• WHAT IS REQUIRED: Write out the entries, please, from the line containing "extinguisher in the photo above." through their final line, exactly and with nothing else.

• DATASET ROWS:
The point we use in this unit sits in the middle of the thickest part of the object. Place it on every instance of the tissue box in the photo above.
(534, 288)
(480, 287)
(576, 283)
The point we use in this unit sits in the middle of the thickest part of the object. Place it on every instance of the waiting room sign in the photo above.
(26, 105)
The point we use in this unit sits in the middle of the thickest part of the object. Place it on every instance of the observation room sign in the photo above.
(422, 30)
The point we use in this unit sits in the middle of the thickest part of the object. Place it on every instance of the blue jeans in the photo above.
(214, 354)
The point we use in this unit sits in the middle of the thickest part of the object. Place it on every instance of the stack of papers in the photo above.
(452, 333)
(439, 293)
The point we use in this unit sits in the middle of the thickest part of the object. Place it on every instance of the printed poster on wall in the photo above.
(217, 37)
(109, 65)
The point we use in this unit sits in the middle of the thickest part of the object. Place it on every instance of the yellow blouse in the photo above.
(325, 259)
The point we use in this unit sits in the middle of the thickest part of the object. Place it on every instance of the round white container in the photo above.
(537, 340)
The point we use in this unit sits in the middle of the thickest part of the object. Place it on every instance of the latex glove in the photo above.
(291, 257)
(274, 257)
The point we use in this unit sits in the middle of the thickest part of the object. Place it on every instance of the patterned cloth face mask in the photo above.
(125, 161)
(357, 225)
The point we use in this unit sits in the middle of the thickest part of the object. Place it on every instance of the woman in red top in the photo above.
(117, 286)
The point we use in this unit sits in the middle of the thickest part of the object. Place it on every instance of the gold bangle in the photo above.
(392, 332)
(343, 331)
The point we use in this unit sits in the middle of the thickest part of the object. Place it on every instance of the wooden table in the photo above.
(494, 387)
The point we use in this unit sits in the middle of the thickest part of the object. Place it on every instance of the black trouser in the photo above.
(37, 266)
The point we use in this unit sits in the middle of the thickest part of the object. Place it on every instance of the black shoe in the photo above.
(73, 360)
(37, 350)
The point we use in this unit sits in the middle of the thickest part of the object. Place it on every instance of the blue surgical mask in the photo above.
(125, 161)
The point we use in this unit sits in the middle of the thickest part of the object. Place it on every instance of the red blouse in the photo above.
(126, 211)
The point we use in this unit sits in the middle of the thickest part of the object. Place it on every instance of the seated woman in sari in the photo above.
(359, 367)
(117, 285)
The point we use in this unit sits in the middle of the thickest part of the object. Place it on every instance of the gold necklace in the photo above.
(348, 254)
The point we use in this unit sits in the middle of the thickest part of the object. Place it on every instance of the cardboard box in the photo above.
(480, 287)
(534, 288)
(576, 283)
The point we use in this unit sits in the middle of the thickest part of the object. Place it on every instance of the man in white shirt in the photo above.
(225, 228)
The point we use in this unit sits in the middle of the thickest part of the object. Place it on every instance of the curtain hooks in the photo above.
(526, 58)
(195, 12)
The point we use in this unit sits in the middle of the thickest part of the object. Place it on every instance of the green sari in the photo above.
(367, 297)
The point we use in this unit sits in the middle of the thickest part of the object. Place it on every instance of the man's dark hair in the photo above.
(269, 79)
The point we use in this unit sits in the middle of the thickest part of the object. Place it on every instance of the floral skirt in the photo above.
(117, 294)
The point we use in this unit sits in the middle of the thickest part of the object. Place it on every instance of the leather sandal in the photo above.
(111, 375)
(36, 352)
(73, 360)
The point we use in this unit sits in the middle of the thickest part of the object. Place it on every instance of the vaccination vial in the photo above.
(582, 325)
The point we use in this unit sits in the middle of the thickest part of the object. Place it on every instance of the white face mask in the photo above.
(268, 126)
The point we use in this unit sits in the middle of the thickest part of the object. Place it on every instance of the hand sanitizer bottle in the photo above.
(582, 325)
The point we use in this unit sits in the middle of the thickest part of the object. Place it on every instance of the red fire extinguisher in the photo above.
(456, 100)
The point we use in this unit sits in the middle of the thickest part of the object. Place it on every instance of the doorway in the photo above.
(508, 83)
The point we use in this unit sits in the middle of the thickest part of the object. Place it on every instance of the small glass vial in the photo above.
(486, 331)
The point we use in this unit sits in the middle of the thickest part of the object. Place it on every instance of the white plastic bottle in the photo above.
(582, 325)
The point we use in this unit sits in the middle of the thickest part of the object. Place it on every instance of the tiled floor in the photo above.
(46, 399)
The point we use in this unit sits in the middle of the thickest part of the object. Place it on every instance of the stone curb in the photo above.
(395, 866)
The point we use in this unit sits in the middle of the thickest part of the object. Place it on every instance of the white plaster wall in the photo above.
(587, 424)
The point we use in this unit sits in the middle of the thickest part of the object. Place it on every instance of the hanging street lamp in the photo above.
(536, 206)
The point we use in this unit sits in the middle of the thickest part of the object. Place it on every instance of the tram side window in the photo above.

• TASK RESPONSE:
The point we use in this unit sits in the middle of the thickest part of the object. Place it on every instance of the red fire extinguisher in the photo above.
(456, 100)
The point we use in this unit sits in the middle of the thickest part of the object. Place it on every instance of the doorway in the photo above.
(508, 83)
The point we use in this unit sits in the middle of the thickest part of the object. Place it on every instance of the small glass vial in the photo above.
(486, 331)
The point we use in this unit sits in the middle of the thickest part of the object. Place it on every instance of the white plastic bottle in the photo above.
(582, 325)
The point we use in this unit sits in the middle of the thickest part of the object. Place it on every instance of the tiled floor in the photo above.
(46, 399)
The point we use in this unit sits in the middle of the thickest part of the object. Place it on every instance of the stone curb in the photo above.
(395, 866)
The point we use in this unit sits in the middle of the thickest part of the object. Place it on every instance of the white plaster wall in the photo above.
(587, 424)
The point we use in this unit sits in the middle of the thickest part of the object. Place it on every instance of the hanging street lamp in the photo above.
(536, 206)
The point we use in this unit sits in the middle of the thickest part of the object. Place it on every instance of the tram side window in the photo above.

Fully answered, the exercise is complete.